Internet-Law

Onlinerecht und Bürgerrechte 2.0

23.9.10

50 Millionen EC-Karten-Daten zentral gespeichert

Medienberichten zufolge hat das Unternehmen Easycash die Bankverbindungen sowie Betrag, Zeitpunkt und Ort von Transaktionen von ca. 50 Millionen deutscher EC-Karten-Kunden zentral gespeichert. Wer bei einem Vertragspartner von Easycash, also z.B. einem Supermarkt, per EC-Karte und Unterschrift bezahlt, wird auf diese Weise erfasst.

Offenbar steht auf der Rückseite des Zahlungsbelegs, auf dem man bei der Bezahlung unterschreibt, kleingedruckt, dass man in die Speicherung und Verarbeitung der Daten durch Easycash einwilligt. Esaycash vertritt zudem die Ansicht, es würde sich nicht um personenbezogene Daten handeln.

Diese Praxis stellt meines Erachtens einen evidenten Verstoß gegen das Bundesdatenschutzgesetz dar, über den man juristisch schwerlich diskutieren kann.

◆ ◆ ◆ ◆

◆ Aufgaben im Überblick:
1/ Fasse den Beitrag über die EC-Karten-Daten in zwei Sätzen zusammen.
2/ Übernimm bitte aus dem Beitrag über die EC-Karten-Daten wörtlich den Abschnitt, der bei „Onlinerecht und Bürgerrechte“ beginnt und mit „diese Weise erfasst.“ endet.
Die Datensätze werden hierfür nicht benötigt.

Einträge mit Koordinatenannotationen

◆ ◆ ◆ ◆

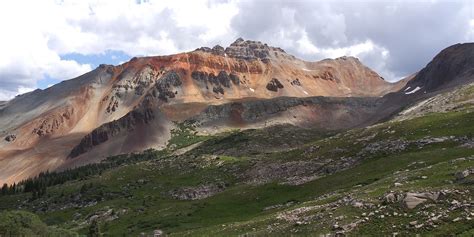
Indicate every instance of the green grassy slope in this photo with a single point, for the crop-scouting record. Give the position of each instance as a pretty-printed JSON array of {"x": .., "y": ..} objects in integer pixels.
[{"x": 280, "y": 181}]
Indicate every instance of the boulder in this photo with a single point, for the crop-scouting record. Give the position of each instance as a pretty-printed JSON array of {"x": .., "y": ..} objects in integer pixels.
[
  {"x": 412, "y": 200},
  {"x": 274, "y": 85},
  {"x": 10, "y": 138},
  {"x": 462, "y": 174}
]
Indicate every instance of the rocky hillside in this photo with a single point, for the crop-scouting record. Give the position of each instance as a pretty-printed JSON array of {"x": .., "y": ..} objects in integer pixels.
[
  {"x": 410, "y": 176},
  {"x": 133, "y": 106}
]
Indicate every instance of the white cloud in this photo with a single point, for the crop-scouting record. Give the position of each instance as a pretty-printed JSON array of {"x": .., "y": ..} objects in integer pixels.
[
  {"x": 393, "y": 38},
  {"x": 36, "y": 33}
]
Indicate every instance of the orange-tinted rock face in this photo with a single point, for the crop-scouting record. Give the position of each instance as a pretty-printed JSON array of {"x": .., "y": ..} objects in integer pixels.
[{"x": 117, "y": 104}]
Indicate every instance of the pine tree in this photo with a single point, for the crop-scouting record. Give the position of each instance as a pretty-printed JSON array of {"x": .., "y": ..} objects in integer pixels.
[
  {"x": 5, "y": 189},
  {"x": 94, "y": 229}
]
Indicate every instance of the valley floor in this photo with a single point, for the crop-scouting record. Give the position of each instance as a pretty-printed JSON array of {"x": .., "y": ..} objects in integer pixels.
[{"x": 408, "y": 177}]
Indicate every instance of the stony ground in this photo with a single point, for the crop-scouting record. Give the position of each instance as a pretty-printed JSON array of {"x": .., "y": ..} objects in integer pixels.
[{"x": 399, "y": 178}]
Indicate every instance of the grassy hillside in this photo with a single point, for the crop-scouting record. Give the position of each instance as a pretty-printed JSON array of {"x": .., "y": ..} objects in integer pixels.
[{"x": 282, "y": 180}]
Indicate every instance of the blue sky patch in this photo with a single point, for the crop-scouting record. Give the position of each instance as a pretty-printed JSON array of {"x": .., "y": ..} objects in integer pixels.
[{"x": 109, "y": 57}]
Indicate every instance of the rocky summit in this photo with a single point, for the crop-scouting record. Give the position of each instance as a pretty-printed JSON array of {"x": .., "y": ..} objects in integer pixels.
[{"x": 244, "y": 140}]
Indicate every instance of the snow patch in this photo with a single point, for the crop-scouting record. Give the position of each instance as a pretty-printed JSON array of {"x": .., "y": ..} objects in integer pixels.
[{"x": 413, "y": 91}]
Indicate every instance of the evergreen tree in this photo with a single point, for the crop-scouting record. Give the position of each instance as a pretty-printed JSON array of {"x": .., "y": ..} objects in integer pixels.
[
  {"x": 94, "y": 229},
  {"x": 5, "y": 189}
]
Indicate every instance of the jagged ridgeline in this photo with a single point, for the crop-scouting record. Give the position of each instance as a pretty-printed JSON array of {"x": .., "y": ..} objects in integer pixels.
[{"x": 243, "y": 140}]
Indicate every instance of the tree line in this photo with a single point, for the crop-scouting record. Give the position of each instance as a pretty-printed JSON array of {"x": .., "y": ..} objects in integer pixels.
[{"x": 38, "y": 185}]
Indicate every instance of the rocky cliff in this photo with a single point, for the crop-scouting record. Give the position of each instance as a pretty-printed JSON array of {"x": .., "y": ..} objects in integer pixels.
[{"x": 247, "y": 84}]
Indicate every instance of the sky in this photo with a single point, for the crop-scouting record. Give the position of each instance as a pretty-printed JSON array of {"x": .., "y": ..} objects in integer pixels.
[{"x": 43, "y": 42}]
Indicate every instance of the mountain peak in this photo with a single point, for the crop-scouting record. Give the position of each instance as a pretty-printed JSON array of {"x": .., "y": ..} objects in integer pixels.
[{"x": 245, "y": 49}]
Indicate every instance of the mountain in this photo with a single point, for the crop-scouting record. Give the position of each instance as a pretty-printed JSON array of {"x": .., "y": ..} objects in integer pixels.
[
  {"x": 134, "y": 106},
  {"x": 400, "y": 164}
]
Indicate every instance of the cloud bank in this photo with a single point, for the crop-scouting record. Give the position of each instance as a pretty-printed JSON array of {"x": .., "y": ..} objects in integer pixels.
[{"x": 394, "y": 38}]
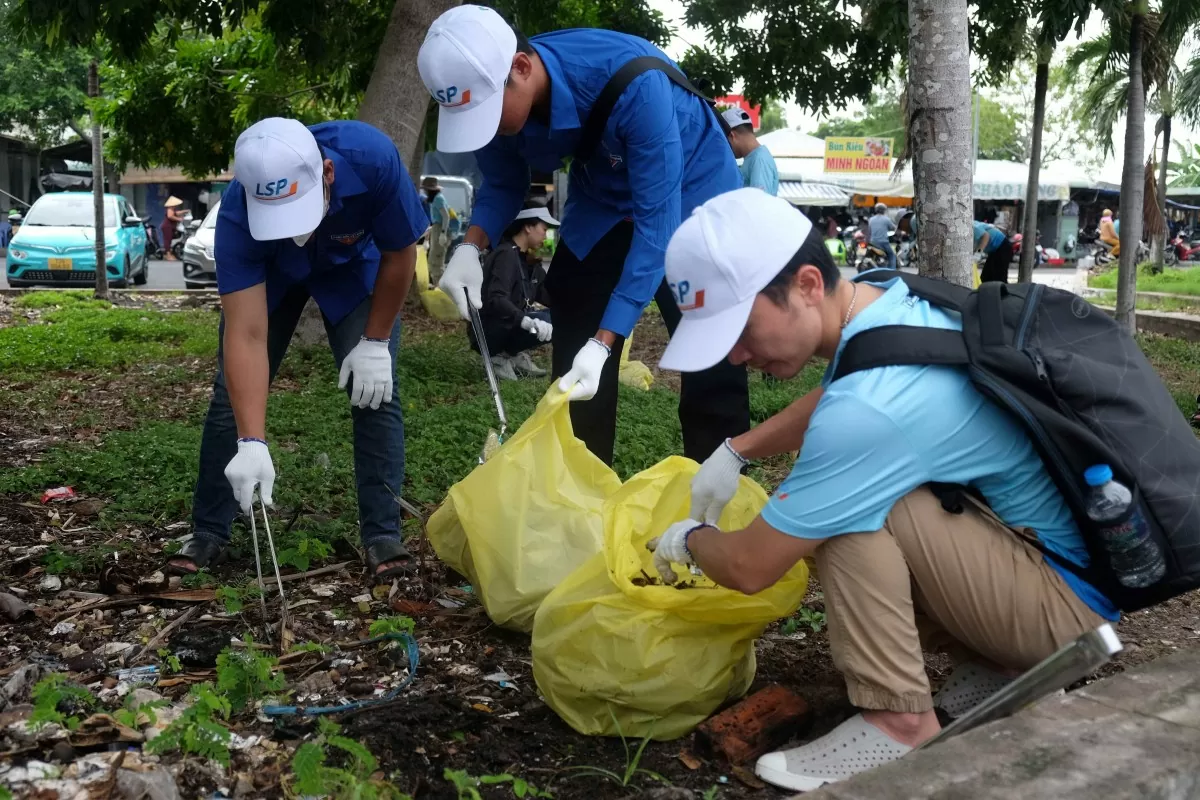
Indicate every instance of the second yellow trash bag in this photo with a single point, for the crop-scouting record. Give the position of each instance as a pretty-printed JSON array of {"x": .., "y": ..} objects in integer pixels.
[
  {"x": 616, "y": 653},
  {"x": 519, "y": 524}
]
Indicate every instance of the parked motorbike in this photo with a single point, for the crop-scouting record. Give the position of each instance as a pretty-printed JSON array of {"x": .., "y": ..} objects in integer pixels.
[{"x": 1182, "y": 248}]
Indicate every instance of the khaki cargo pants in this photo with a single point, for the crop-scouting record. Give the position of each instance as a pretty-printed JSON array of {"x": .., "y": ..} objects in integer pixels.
[{"x": 965, "y": 583}]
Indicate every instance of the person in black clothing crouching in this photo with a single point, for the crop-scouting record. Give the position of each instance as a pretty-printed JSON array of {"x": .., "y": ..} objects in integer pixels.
[{"x": 513, "y": 283}]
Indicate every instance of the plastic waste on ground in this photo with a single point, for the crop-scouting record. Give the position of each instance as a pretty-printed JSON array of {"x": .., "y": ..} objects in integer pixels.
[
  {"x": 521, "y": 522},
  {"x": 617, "y": 653},
  {"x": 437, "y": 304},
  {"x": 634, "y": 373}
]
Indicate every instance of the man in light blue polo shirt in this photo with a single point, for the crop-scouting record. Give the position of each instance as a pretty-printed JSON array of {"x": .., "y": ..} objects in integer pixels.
[
  {"x": 525, "y": 103},
  {"x": 327, "y": 212},
  {"x": 898, "y": 570}
]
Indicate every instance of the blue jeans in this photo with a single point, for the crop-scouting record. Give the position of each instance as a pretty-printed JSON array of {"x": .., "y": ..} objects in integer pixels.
[{"x": 378, "y": 434}]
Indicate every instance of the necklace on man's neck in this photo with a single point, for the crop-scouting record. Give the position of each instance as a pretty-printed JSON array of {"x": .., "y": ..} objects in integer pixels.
[{"x": 850, "y": 308}]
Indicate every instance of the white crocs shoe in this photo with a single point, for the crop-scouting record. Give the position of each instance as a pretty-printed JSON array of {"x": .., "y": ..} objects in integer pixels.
[
  {"x": 967, "y": 686},
  {"x": 525, "y": 364},
  {"x": 852, "y": 747}
]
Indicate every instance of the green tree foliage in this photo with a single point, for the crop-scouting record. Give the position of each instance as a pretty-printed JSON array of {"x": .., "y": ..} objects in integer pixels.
[
  {"x": 825, "y": 54},
  {"x": 42, "y": 91}
]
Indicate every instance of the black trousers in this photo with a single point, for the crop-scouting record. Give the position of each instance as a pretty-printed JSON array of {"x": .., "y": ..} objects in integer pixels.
[
  {"x": 995, "y": 266},
  {"x": 714, "y": 404}
]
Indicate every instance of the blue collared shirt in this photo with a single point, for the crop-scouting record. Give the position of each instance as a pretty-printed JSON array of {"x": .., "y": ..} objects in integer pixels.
[
  {"x": 661, "y": 155},
  {"x": 372, "y": 206}
]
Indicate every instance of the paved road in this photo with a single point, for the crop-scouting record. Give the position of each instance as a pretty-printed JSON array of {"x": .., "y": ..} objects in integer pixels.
[{"x": 163, "y": 275}]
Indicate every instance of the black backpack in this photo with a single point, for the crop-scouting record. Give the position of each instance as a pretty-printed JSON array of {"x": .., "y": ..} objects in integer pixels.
[
  {"x": 598, "y": 118},
  {"x": 1086, "y": 395}
]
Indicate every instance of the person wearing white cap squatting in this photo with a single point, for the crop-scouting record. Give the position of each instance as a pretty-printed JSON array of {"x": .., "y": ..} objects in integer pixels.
[
  {"x": 757, "y": 164},
  {"x": 327, "y": 212},
  {"x": 646, "y": 149},
  {"x": 898, "y": 569}
]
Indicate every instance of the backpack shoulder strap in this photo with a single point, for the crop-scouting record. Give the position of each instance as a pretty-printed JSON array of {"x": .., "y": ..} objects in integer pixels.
[
  {"x": 598, "y": 118},
  {"x": 901, "y": 344}
]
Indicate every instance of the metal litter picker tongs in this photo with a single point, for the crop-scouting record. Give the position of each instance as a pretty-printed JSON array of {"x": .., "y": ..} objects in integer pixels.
[
  {"x": 258, "y": 566},
  {"x": 491, "y": 445}
]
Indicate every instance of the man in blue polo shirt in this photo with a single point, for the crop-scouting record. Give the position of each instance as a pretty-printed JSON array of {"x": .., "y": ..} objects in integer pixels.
[
  {"x": 327, "y": 212},
  {"x": 523, "y": 103}
]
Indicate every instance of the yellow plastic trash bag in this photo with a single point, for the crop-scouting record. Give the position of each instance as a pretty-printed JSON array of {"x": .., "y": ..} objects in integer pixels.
[
  {"x": 618, "y": 654},
  {"x": 634, "y": 373},
  {"x": 437, "y": 304},
  {"x": 520, "y": 523}
]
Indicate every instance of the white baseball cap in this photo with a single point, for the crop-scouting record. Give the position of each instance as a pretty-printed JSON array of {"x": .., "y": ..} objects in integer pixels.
[
  {"x": 719, "y": 259},
  {"x": 279, "y": 163},
  {"x": 538, "y": 212},
  {"x": 465, "y": 61},
  {"x": 736, "y": 116}
]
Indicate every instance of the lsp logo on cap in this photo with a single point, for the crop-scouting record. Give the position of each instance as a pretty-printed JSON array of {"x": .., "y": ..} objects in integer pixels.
[
  {"x": 682, "y": 292},
  {"x": 274, "y": 190},
  {"x": 447, "y": 97}
]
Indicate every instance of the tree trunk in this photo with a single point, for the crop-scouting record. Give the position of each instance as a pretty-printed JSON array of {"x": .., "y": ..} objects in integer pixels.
[
  {"x": 97, "y": 184},
  {"x": 940, "y": 130},
  {"x": 1030, "y": 251},
  {"x": 396, "y": 100},
  {"x": 1158, "y": 247},
  {"x": 1132, "y": 182}
]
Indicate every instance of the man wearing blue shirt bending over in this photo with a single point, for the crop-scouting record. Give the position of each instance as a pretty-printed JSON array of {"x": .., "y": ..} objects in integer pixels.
[
  {"x": 643, "y": 155},
  {"x": 899, "y": 571},
  {"x": 330, "y": 212}
]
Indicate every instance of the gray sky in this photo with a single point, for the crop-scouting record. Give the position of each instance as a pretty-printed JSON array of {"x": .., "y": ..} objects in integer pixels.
[{"x": 805, "y": 120}]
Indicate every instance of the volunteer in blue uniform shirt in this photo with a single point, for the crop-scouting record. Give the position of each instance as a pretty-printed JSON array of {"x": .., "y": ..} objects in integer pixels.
[
  {"x": 525, "y": 103},
  {"x": 330, "y": 212}
]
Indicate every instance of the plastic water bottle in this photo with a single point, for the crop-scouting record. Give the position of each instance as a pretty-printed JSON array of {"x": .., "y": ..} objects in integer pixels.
[{"x": 1135, "y": 557}]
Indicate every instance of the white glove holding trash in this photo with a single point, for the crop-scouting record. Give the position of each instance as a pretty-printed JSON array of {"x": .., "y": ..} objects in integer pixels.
[
  {"x": 672, "y": 548},
  {"x": 463, "y": 271},
  {"x": 715, "y": 483},
  {"x": 582, "y": 380},
  {"x": 250, "y": 468},
  {"x": 539, "y": 328},
  {"x": 370, "y": 361}
]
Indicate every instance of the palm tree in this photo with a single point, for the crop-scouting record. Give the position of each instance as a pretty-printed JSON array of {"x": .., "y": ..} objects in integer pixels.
[{"x": 1173, "y": 92}]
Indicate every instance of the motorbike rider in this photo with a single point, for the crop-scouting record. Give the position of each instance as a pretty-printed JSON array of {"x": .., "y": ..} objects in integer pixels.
[{"x": 1109, "y": 232}]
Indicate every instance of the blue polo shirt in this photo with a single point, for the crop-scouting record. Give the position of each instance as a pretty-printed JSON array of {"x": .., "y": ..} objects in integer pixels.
[
  {"x": 879, "y": 434},
  {"x": 372, "y": 206},
  {"x": 995, "y": 236},
  {"x": 661, "y": 155}
]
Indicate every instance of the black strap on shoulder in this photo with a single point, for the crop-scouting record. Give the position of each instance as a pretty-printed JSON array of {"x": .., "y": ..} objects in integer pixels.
[
  {"x": 901, "y": 344},
  {"x": 598, "y": 118},
  {"x": 942, "y": 294}
]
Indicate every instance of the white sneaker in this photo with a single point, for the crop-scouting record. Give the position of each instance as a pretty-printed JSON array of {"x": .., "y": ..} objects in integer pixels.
[
  {"x": 503, "y": 367},
  {"x": 525, "y": 364},
  {"x": 852, "y": 747},
  {"x": 967, "y": 686}
]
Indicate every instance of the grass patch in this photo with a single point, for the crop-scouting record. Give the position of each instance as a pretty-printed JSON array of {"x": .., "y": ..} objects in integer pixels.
[
  {"x": 1169, "y": 281},
  {"x": 149, "y": 470},
  {"x": 82, "y": 335},
  {"x": 1144, "y": 302}
]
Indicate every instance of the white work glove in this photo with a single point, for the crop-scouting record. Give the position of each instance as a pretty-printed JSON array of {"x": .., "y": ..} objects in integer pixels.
[
  {"x": 583, "y": 378},
  {"x": 463, "y": 271},
  {"x": 672, "y": 548},
  {"x": 539, "y": 328},
  {"x": 715, "y": 483},
  {"x": 250, "y": 468},
  {"x": 371, "y": 364}
]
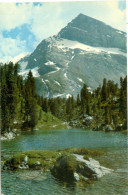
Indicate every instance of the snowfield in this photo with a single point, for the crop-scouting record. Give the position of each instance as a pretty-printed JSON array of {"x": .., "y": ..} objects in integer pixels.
[{"x": 65, "y": 45}]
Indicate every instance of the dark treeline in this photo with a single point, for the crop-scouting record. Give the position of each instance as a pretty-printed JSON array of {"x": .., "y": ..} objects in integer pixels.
[
  {"x": 107, "y": 104},
  {"x": 19, "y": 101},
  {"x": 22, "y": 107}
]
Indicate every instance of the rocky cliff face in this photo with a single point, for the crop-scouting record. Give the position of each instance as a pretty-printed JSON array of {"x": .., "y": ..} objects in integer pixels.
[{"x": 85, "y": 51}]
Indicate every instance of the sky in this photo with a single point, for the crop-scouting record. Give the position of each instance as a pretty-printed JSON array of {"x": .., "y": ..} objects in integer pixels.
[{"x": 24, "y": 25}]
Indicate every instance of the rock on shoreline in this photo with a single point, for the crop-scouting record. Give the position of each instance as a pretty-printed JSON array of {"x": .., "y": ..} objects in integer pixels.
[{"x": 71, "y": 165}]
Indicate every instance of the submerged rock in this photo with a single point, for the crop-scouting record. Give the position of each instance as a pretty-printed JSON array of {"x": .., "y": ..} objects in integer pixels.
[{"x": 73, "y": 168}]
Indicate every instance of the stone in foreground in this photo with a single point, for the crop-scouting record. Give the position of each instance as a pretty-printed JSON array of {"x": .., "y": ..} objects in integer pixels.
[{"x": 73, "y": 168}]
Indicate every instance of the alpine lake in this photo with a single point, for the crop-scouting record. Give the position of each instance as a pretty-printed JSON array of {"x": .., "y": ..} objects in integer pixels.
[{"x": 34, "y": 182}]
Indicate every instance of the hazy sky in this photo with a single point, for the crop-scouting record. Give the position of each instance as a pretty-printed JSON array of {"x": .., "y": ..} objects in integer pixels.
[{"x": 24, "y": 25}]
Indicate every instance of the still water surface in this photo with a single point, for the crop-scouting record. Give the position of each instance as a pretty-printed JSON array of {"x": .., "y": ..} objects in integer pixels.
[{"x": 36, "y": 183}]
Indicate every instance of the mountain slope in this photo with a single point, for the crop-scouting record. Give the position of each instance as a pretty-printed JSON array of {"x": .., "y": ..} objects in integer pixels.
[{"x": 85, "y": 51}]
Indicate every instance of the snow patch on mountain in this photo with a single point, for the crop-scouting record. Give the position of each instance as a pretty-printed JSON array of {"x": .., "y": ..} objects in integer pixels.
[
  {"x": 66, "y": 44},
  {"x": 57, "y": 69},
  {"x": 49, "y": 63}
]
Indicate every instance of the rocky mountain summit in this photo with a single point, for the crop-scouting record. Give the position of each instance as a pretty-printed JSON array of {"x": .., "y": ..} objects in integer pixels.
[{"x": 85, "y": 51}]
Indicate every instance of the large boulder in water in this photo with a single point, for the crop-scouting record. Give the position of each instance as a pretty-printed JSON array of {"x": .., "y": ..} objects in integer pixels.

◆ ◆ ◆ ◆

◆ Lösungen je Aufgabe:
1/ Medienberichten zufolge hat das Unternehmen Easycash die Bankverbindungen sowie Betrag, Zeitpunkt und Ort von Transaktionen von ca. 50 Millionen deutschen EC-Karten-Kunden zentral gespeichert, die bei Vertragspartnern per EC-Karte und Unterschrift bezahlen. Die Einwilligung steht offenbar kleingedruckt auf der Rückseite des Zahlungsbelegs, und der Beitrag wertet diese Praxis als evidenten Verstoß gegen das Bundesdatenschutzgesetz.

2/
Onlinerecht und Bürgerrechte 2.0

23.9.10

50 Millionen EC-Karten-Daten zentral gespeichert

Medienberichten zufolge hat das Unternehmen Easycash die Bankverbindungen sowie Betrag, Zeitpunkt und Ort von Transaktionen von ca. 50 Millionen deutscher EC-Karten-Kunden zentral gespeichert. Wer bei einem Vertragspartner von Easycash, also z.B. einem Supermarkt, per EC-Karte und Unterschrift bezahlt, wird auf diese Weise erfasst.